> **RECORDS FOR THE EXERCISE**:
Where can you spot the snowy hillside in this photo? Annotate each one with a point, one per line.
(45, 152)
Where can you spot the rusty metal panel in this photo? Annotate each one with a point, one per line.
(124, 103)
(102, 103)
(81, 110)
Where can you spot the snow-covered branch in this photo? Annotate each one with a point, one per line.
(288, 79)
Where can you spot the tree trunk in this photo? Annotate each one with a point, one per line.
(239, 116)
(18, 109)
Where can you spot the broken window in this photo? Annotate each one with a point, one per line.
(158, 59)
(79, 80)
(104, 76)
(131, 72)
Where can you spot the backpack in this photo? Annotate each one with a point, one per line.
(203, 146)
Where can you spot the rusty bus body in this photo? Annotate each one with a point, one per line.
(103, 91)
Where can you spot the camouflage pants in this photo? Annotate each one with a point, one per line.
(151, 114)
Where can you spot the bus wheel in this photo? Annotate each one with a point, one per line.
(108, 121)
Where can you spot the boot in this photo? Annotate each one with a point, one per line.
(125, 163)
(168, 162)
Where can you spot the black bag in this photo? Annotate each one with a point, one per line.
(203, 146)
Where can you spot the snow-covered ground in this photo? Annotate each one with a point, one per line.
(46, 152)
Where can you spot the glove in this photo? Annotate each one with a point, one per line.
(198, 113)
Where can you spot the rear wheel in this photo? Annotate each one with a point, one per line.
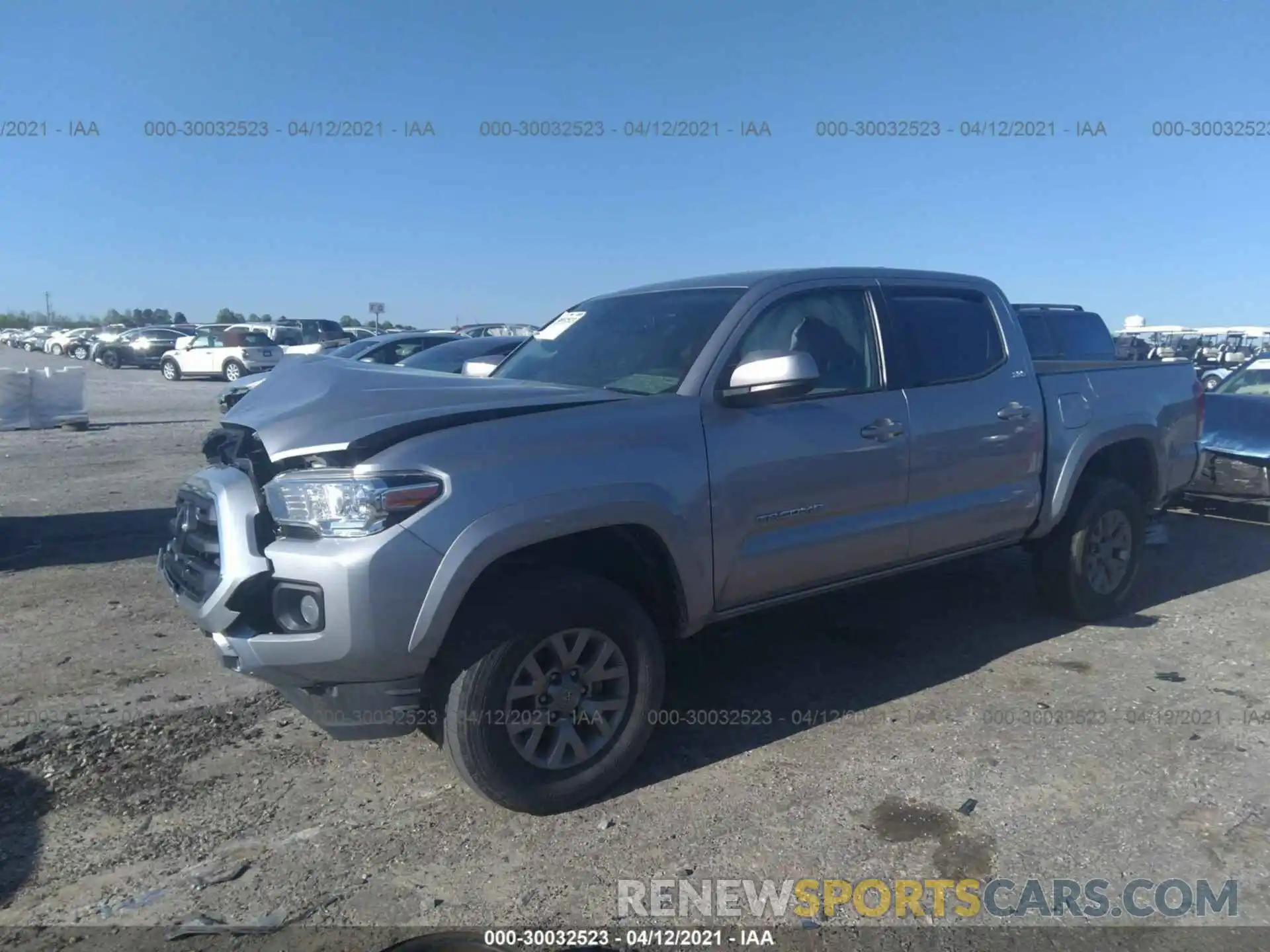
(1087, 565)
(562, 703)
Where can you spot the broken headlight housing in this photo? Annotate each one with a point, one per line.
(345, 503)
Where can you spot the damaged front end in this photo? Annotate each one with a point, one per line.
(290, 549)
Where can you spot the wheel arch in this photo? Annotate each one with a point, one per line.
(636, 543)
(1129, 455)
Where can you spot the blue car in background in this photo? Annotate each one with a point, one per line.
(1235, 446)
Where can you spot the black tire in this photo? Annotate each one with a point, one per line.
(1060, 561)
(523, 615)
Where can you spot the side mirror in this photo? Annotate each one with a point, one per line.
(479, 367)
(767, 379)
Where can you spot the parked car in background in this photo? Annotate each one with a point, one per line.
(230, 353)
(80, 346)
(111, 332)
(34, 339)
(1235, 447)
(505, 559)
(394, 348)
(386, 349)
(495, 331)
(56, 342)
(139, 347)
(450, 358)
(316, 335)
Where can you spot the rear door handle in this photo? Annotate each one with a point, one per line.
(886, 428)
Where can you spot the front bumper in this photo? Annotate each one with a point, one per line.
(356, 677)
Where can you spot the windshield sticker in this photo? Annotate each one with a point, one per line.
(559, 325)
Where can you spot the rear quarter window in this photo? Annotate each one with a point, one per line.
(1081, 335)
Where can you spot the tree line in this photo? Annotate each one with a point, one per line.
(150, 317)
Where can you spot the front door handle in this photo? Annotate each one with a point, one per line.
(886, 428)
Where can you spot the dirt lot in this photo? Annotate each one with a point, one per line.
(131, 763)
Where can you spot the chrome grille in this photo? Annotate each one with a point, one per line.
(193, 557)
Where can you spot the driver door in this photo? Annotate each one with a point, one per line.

> **ASSIGNMENT**:
The records must be restated word for word, apart from any images.

> **EXERCISE SOLUTION**:
Where can you spot the snowy hillside in this photo? Annotate each one with a point, one per line.
(45, 152)
Where can you spot the rusty metal panel in this photo? Annotate each one with a point, one per line.
(124, 103)
(102, 103)
(81, 110)
Where can you spot the snow-covered branch in this photo? Annotate each one with a point, one per line.
(288, 79)
Where can you spot the tree trunk in this photo? Annotate each one with a point, one per line.
(239, 116)
(18, 109)
Where can you spot the broken window in this photo? Annotate each one with a point, one per line.
(158, 59)
(79, 80)
(104, 76)
(131, 72)
Where can you spot the backpack in this photo? Annotate each one with a point, one per line.
(203, 146)
Where can you spot the rusty bus body in this photo? Annotate each one with a point, one per line.
(103, 91)
Where can you spot the camouflage pants in this photo? Annotate each one with a point, one per line.
(151, 114)
Where can you spot the bus wheel in this photo? Annotate each one with a point, one per line.
(108, 121)
Where can you spot the boot in this photo? Annotate each one with a point, one per line.
(125, 163)
(168, 162)
Where can you spot the black bag in this photo? Annotate each one with a point, one per line.
(203, 146)
Where can you spot the snow-covered ground in this photo? Annotate each one with a point, one per line.
(46, 152)
Where can you spot the glove in this photo? Annotate each one with a point, one per line.
(198, 113)
Where can you spot the rear wheel in this photo? Annotate each one with a point, one per line.
(1087, 565)
(562, 703)
Where can you spot the broken headlight housing in this photo? Annotate each one with a point, one per line.
(345, 503)
Where can you spot the damaged front end in this photo? Annotate each one with a point, one per line.
(290, 549)
Where can you spot the wheel arch in this photo? Annotate each one with a point, one per line.
(636, 543)
(1129, 455)
Where can you spot the blue car in background in this photo? Annotate each one with a point, one per line.
(1235, 446)
Where can you spot the black tire in this photo? Annotate each one with a point, one per line.
(1060, 561)
(523, 615)
Where can you spot the side mirror in this photo? Annotate each one with a point, one per line.
(479, 367)
(767, 379)
Where can you spot the parked car in background in this photo? Annotate each one with a point, one per line.
(230, 353)
(80, 346)
(111, 332)
(34, 339)
(1235, 447)
(505, 559)
(394, 348)
(386, 349)
(495, 331)
(56, 342)
(139, 347)
(450, 358)
(316, 335)
Where can you spot the rear door handle in this photo? Annotate each one with a point, one per line.
(886, 428)
Where can you spot the front bumper in this photo? Annotate each one with a point, one per line.
(356, 677)
Where can you spot the windshield sticker in this photo? Annotate each one with a point, one per line.
(559, 325)
Where can you spot the rear quarter window in this photo? Annotate each one with a point, one per line.
(1081, 335)
Where can you spot the tree line in this photo? Annotate each one with a point, one per line.
(150, 317)
Where can you spot the front door handle in this photo? Annotate each one with a point, one per line.
(886, 428)
Where can you spot the dirt lot in this photo? Annotate each one with a point, one per line.
(131, 763)
Where can you spot the chrome grille in this photo? Annotate each one with a point, one per line.
(193, 557)
Where can you spot the driver door in this photo? Annotate each one with a point, one per line.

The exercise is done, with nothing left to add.